__Work instruction__: In the material below, find each line with the string "Task" and copy it.

____ Records provided

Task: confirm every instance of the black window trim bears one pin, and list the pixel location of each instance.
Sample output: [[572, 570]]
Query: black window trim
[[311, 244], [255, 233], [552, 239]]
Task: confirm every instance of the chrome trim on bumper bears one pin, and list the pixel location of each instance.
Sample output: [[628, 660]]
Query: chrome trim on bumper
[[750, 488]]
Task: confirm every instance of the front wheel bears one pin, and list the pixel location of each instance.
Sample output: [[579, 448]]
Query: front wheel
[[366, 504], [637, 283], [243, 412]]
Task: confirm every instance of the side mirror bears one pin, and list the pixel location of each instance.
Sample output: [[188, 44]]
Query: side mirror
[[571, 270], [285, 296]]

________
____ Records provided

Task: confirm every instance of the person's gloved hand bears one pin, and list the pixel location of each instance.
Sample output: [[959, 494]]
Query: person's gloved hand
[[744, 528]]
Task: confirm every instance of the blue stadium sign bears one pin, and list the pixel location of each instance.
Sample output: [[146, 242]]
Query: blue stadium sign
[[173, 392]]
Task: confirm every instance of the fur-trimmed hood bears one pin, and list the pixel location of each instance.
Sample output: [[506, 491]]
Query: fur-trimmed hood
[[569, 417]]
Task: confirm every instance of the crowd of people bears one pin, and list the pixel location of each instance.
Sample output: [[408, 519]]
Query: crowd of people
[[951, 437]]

________
____ Records provided

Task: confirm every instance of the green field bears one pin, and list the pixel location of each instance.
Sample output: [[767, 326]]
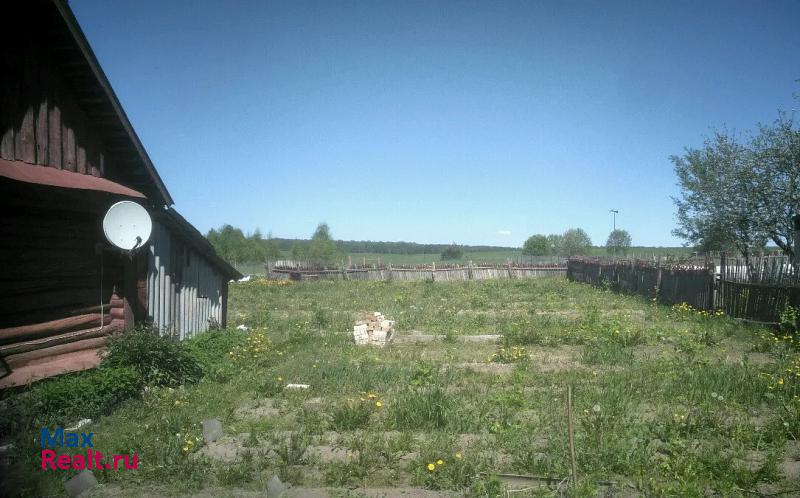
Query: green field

________

__Exercise result__:
Task: confirm every instance of the black window trim bears one pin, and list the pixel location of each instance.
Task: confirm every instance of the chrome trim on bumper bears one pin, and list the pixel location of each instance.
Task: confirm every instance of the front wheel bears one pin, and list the pixel location of each instance.
Task: confirm every instance of the side mirror bears one pin, and list the pixel location of each instance.
Task: confirm every instance of the person's gloved hand bears one pin, and list the pixel location of each instance.
Task: confirm every instance of the blue stadium sign bears one pin, and list the pixel location of each instance.
Task: confirm every instance of the fur-trimmed hood bears one pin, and list the pixel location of each instance.
Task: confirm every instance of the crowd of people bears one pin, and list the pixel location of each instance.
Task: confirm every instance of the green field bears one pin, and list the pixel location of each instance.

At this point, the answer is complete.